■ **WORK TASK**: Your answer must be the full set of entries, reproduced exactly.

■ **Point-per-instance localization data**:
______
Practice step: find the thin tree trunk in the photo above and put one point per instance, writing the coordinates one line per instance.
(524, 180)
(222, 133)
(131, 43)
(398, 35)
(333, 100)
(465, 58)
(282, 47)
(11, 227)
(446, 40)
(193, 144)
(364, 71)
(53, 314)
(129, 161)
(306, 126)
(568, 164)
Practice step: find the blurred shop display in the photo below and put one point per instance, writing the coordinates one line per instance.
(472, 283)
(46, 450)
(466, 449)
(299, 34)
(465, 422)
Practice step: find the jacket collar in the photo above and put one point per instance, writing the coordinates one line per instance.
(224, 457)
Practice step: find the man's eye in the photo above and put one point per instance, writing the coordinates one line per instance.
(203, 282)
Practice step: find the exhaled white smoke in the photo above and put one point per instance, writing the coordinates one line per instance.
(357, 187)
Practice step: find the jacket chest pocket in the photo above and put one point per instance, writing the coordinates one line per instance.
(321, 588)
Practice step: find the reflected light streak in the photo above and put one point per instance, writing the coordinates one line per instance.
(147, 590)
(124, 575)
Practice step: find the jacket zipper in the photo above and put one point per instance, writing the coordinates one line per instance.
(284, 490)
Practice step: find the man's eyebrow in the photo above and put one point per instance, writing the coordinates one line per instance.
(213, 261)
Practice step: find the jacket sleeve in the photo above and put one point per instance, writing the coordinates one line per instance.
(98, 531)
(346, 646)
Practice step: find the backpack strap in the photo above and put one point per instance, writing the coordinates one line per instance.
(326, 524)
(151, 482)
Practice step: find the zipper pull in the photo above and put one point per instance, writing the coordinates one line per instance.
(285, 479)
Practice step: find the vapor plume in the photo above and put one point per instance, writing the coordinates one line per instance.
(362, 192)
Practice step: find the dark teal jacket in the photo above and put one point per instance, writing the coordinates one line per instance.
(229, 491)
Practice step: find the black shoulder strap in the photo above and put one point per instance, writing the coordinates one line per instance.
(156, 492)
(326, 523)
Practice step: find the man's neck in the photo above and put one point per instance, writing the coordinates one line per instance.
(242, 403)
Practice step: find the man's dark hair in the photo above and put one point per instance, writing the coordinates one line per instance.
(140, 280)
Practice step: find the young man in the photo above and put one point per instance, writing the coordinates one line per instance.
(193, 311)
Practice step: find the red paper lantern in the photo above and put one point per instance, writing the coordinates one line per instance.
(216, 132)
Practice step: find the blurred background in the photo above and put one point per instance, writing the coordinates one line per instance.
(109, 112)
______
■ **THE COMPLETED TASK**:
Practice step: find the thin tree trunk in the photo above and put one point per instance, writing the coordinates one line per instance.
(524, 180)
(222, 133)
(131, 43)
(398, 35)
(333, 100)
(465, 58)
(282, 47)
(11, 227)
(446, 40)
(193, 144)
(364, 71)
(53, 314)
(129, 161)
(306, 126)
(568, 164)
Practice step: find the blurred shop display in the photo below and put one point per instance, writing the coordinates one line per instance.
(472, 283)
(46, 450)
(466, 449)
(299, 34)
(465, 422)
Practice step: find the jacket collar in the photo above and put one point per instance, writing the coordinates one line per instance.
(224, 457)
Practice step: find the man's eye in the photo above and put one point per instance, writing the coordinates one line per instance.
(203, 282)
Practice step: find the exhaled white smoke in the photo above and put one point per instance, writing the coordinates one line per instance.
(357, 187)
Practice step: find the jacket chest pocket in the photo above and put one point per instance, writing the coordinates one line per instance.
(321, 588)
Practice step: find the reflected light streak in the photo above and put one point per instance, writing the coordinates one line per instance.
(147, 590)
(124, 575)
Practice step: find the jacket zipper in the photo above and put one point per instance, writing the coordinates one line per instance.
(284, 490)
Practice step: find the man's eyebrow in the photo above and put one point per instance, writing the coordinates one line per instance.
(213, 261)
Practice step: find the jacket sleeve in the photo above and put one point per instance, writing the coordinates one line per instance.
(98, 531)
(346, 646)
Practice step: find the backpack strap in the photo above and put one point per instance, writing the coordinates one line per instance.
(326, 524)
(151, 482)
Practice step: find the zipper pull in the photo above and put one point per instance, writing the coordinates one line per instance.
(285, 479)
Practice step: find the vapor plume in the photo above and put one point per instance, writing the coordinates one line per instance.
(362, 192)
Practice step: find the dark teal jacket in the photo above and put one point per instance, writing the coordinates one line per instance.
(229, 491)
Practice step: find the black shoulder strap in the photo above and put one point per instance, writing the coordinates one line per instance.
(156, 492)
(326, 523)
Practice step: find the man's neck in the photo above and put one point per instance, writing the coordinates one line per instance.
(242, 403)
Practice step: find the man's dark hair in the photo above and put one point per instance, writing the coordinates one line per instance.
(140, 280)
Practice step: find the young man in the photo above and put one point per instance, writing the coordinates one line per instance.
(193, 311)
Practice step: find the red paper lantern in the photo above and put one point per instance, writing the coordinates one line per instance.
(216, 132)
Practice step: find the blurred background in the photo above and put one point per instance, writing the coordinates one line per instance.
(109, 112)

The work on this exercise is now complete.